## start The data

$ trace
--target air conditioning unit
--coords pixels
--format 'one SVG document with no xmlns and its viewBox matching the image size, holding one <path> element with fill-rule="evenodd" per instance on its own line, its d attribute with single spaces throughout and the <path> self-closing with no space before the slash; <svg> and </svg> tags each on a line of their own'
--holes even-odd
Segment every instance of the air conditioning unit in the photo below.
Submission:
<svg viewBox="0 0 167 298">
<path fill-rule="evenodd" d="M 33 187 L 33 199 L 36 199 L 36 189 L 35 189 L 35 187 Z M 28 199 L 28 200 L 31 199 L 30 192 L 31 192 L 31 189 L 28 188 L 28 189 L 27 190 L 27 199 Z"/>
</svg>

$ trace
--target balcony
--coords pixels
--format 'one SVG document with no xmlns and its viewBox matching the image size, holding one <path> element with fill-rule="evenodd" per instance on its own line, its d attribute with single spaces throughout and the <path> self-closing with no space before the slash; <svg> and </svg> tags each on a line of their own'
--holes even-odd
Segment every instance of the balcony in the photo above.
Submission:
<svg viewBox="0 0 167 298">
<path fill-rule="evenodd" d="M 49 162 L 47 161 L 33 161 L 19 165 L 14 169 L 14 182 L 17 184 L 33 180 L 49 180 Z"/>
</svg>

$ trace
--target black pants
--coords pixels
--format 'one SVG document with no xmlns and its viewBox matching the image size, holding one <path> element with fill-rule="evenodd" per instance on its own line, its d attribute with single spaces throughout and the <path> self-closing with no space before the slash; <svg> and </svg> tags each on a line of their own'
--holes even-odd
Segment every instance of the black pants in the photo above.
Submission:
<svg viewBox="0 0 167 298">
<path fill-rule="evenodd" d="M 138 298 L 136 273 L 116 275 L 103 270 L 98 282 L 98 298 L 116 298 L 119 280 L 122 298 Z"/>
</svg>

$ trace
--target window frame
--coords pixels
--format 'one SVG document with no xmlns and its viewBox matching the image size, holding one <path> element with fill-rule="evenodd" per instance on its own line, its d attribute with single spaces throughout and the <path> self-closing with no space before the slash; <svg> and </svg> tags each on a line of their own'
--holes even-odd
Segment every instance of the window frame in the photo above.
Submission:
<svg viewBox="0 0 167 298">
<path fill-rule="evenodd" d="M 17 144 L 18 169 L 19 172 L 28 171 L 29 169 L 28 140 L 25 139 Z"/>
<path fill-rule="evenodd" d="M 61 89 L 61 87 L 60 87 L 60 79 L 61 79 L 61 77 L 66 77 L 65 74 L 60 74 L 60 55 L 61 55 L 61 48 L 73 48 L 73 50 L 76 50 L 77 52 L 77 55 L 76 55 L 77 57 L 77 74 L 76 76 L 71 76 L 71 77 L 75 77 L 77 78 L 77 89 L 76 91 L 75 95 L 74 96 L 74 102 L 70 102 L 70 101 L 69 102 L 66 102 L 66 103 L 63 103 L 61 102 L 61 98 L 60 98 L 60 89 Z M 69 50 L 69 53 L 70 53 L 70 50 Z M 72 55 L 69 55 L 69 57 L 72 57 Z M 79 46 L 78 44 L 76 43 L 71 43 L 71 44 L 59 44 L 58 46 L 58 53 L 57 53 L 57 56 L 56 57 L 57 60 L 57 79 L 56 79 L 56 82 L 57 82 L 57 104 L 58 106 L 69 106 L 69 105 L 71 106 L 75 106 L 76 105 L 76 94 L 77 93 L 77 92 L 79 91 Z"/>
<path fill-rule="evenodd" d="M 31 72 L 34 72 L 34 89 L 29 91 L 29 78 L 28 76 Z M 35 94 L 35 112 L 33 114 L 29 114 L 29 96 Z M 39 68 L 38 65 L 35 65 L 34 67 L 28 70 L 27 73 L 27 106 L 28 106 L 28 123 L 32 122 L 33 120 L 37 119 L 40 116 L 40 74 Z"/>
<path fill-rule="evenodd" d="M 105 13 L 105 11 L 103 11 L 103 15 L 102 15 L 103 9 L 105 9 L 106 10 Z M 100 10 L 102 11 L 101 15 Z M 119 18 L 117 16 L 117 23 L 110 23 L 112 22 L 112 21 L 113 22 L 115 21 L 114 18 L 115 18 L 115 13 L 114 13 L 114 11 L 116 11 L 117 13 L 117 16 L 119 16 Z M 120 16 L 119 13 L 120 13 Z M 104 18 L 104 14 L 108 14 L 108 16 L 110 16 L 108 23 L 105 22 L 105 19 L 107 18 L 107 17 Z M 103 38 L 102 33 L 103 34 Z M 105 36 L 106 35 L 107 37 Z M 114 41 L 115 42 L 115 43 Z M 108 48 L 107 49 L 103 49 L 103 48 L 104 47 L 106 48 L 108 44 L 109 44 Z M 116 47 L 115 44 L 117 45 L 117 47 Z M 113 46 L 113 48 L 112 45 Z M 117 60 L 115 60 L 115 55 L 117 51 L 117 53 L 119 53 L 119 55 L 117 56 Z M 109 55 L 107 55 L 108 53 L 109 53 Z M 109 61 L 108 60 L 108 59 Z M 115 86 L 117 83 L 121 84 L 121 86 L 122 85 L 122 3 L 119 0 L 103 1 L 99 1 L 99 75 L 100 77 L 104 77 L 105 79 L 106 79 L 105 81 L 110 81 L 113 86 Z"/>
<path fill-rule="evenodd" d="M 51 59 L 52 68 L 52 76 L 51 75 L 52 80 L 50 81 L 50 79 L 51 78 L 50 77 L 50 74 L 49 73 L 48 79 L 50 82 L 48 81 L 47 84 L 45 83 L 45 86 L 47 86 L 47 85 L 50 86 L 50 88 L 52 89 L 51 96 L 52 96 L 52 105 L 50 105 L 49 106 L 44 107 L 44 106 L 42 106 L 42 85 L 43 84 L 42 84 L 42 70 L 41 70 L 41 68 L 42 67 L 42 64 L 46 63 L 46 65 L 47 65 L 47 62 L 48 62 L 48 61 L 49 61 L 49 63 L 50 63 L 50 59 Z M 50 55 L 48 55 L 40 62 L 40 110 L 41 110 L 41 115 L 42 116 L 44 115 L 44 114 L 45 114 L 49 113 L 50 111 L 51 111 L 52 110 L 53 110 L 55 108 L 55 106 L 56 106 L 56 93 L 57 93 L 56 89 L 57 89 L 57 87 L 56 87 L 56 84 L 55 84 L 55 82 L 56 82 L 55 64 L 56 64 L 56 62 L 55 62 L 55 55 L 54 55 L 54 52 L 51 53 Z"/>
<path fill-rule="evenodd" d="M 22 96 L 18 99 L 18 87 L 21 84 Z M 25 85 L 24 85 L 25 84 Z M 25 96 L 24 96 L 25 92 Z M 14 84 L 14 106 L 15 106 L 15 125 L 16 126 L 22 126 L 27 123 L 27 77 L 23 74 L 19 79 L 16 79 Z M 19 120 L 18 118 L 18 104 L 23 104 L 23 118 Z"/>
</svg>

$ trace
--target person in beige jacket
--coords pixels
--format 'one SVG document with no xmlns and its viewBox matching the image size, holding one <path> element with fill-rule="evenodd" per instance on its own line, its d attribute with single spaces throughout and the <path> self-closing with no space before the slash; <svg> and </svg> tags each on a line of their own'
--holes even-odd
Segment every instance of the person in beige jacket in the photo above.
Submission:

## end The data

Objective | Each record above must be given again exactly.

Output of the exercise |
$ trace
--target air conditioning unit
--coords pixels
--format 'one SVG document with no xmlns and its viewBox matching the image size, holding one <path> element with fill-rule="evenodd" per instance on its own line, its d attribute with single spaces throughout and the <path> self-closing with no space before the slash; <svg> and </svg> tags each on a line of their own'
--holes even-odd
Segment every instance of the air conditioning unit in the photo below.
Submission:
<svg viewBox="0 0 167 298">
<path fill-rule="evenodd" d="M 33 187 L 33 199 L 36 199 L 36 189 L 35 189 L 35 187 Z M 28 199 L 28 200 L 31 199 L 30 192 L 31 192 L 31 189 L 28 188 L 28 189 L 27 190 L 27 199 Z"/>
</svg>

$ trace
--target balcony
--coords pixels
--format 'one SVG document with no xmlns and its viewBox matching the image size, holding one <path> element with fill-rule="evenodd" per instance on its own line, its d attribute with single spaces throughout and the <path> self-closing with no space before the slash; <svg> and </svg> tags each on a line of their own'
--holes even-odd
Segment every instance of the balcony in the photo above.
Submission:
<svg viewBox="0 0 167 298">
<path fill-rule="evenodd" d="M 49 162 L 47 161 L 33 161 L 19 165 L 14 169 L 14 182 L 17 184 L 33 180 L 49 180 Z"/>
</svg>

$ trace
--target black pants
--coords pixels
--format 'one SVG document with no xmlns and its viewBox matching the image size, holding one <path> element with fill-rule="evenodd" per instance on its own line, its d attribute with single spaces throughout and the <path> self-closing with no space before the slash; <svg> and </svg> tags each on a line of their own'
--holes even-odd
Segment every instance of the black pants in the photo above.
Submission:
<svg viewBox="0 0 167 298">
<path fill-rule="evenodd" d="M 138 298 L 136 273 L 116 275 L 103 270 L 98 282 L 98 298 L 116 298 L 119 280 L 122 298 Z"/>
</svg>

$ trace
--target window frame
--coords pixels
--format 'one SVG document with no xmlns and its viewBox matching the image size, holding one <path> element with fill-rule="evenodd" per instance on its own line, its d attribute with single spaces throughout and the <path> self-closing with no space before the slash; <svg> and </svg> tags each on a line of their own'
--holes even-odd
Segment every instance of the window frame in the photo above.
Submission:
<svg viewBox="0 0 167 298">
<path fill-rule="evenodd" d="M 17 144 L 18 169 L 19 172 L 28 171 L 29 169 L 28 140 L 25 139 Z"/>
<path fill-rule="evenodd" d="M 61 89 L 61 87 L 60 87 L 60 79 L 61 79 L 61 77 L 66 77 L 65 74 L 60 74 L 60 55 L 61 55 L 61 48 L 73 48 L 73 50 L 76 50 L 77 52 L 77 55 L 76 55 L 77 57 L 77 74 L 76 76 L 71 76 L 71 77 L 75 77 L 77 78 L 77 89 L 76 91 L 75 95 L 74 96 L 74 102 L 70 102 L 70 101 L 69 102 L 66 102 L 66 103 L 63 103 L 61 102 L 61 98 L 60 98 L 60 89 Z M 69 50 L 69 53 L 70 53 L 70 50 Z M 72 55 L 69 55 L 69 57 L 72 57 Z M 79 46 L 78 44 L 76 43 L 71 43 L 71 44 L 59 44 L 58 46 L 58 53 L 57 53 L 57 56 L 56 57 L 57 60 L 57 79 L 56 79 L 56 82 L 57 82 L 57 104 L 58 106 L 69 106 L 69 105 L 71 106 L 75 106 L 76 105 L 76 94 L 77 93 L 77 92 L 79 91 Z"/>
<path fill-rule="evenodd" d="M 31 72 L 34 72 L 34 89 L 29 91 L 29 78 L 28 76 Z M 35 94 L 35 112 L 33 114 L 29 114 L 29 96 Z M 39 68 L 38 65 L 35 65 L 34 67 L 28 70 L 27 73 L 27 106 L 28 106 L 28 123 L 32 122 L 33 120 L 37 119 L 40 116 L 40 74 Z"/>
<path fill-rule="evenodd" d="M 105 13 L 105 11 L 103 11 L 103 15 L 102 15 L 103 9 L 105 9 L 106 10 Z M 100 10 L 102 11 L 101 15 Z M 119 18 L 117 16 L 117 23 L 110 23 L 112 22 L 112 21 L 113 22 L 115 21 L 114 18 L 115 18 L 115 13 L 114 13 L 114 11 L 116 11 L 117 13 L 117 16 L 119 16 Z M 120 16 L 119 13 L 120 13 Z M 104 18 L 104 14 L 108 14 L 108 16 L 110 16 L 108 23 L 105 22 L 105 19 L 107 18 L 107 17 Z M 103 38 L 102 33 L 103 34 Z M 105 36 L 106 35 L 107 37 Z M 114 41 L 115 42 L 115 43 Z M 108 48 L 107 49 L 103 49 L 103 48 L 104 47 L 106 48 L 108 44 L 109 44 Z M 116 47 L 115 44 L 117 45 L 117 47 Z M 113 46 L 113 48 L 112 45 Z M 117 60 L 115 60 L 115 55 L 117 51 L 117 53 L 119 53 L 119 55 L 117 56 Z M 109 55 L 107 55 L 108 53 L 109 53 Z M 109 61 L 108 60 L 108 59 Z M 115 86 L 117 83 L 121 84 L 121 86 L 122 85 L 122 3 L 119 0 L 103 1 L 99 1 L 99 75 L 100 77 L 104 77 L 105 79 L 106 79 L 105 81 L 110 81 L 113 86 Z"/>
<path fill-rule="evenodd" d="M 51 59 L 52 68 L 52 76 L 51 75 L 52 80 L 50 81 L 50 79 L 51 78 L 50 77 L 50 74 L 49 73 L 48 79 L 50 82 L 48 81 L 47 84 L 45 83 L 45 86 L 47 86 L 47 85 L 50 86 L 50 88 L 52 89 L 51 96 L 52 96 L 52 105 L 50 105 L 49 106 L 44 107 L 44 106 L 42 106 L 42 85 L 43 84 L 42 84 L 42 70 L 41 70 L 41 68 L 42 67 L 42 64 L 46 63 L 46 65 L 47 65 L 47 62 L 48 62 L 48 61 L 49 61 L 49 63 L 50 63 L 50 59 Z M 50 55 L 48 55 L 40 62 L 40 110 L 41 110 L 41 115 L 42 116 L 44 115 L 44 114 L 45 114 L 49 113 L 50 111 L 51 111 L 52 110 L 53 110 L 55 108 L 55 106 L 56 106 L 56 93 L 57 93 L 56 89 L 57 89 L 57 87 L 56 87 L 56 84 L 55 84 L 55 82 L 56 82 L 55 64 L 56 64 L 56 62 L 55 62 L 55 55 L 54 55 L 54 52 L 51 53 Z"/>
<path fill-rule="evenodd" d="M 22 96 L 18 99 L 18 87 L 21 84 Z M 25 85 L 24 85 L 25 84 Z M 25 96 L 24 96 L 25 92 Z M 14 84 L 14 106 L 15 106 L 15 125 L 16 126 L 22 126 L 27 123 L 27 77 L 23 74 L 19 79 L 16 79 Z M 19 120 L 18 118 L 18 104 L 23 104 L 23 118 Z"/>
</svg>

$ trace
--target person in beige jacket
--coords pixels
--format 'one SVG document with no xmlns and its viewBox matching the image size, holding one <path> element with fill-rule="evenodd" per instance on its own line, its d attribute with single spaces throughout and the <path> self-closing with no space before the slash; <svg> and </svg> tags each on a line of their own'
--holes even-odd
Segment every instance of the person in beige jacket in the photo above.
Submission:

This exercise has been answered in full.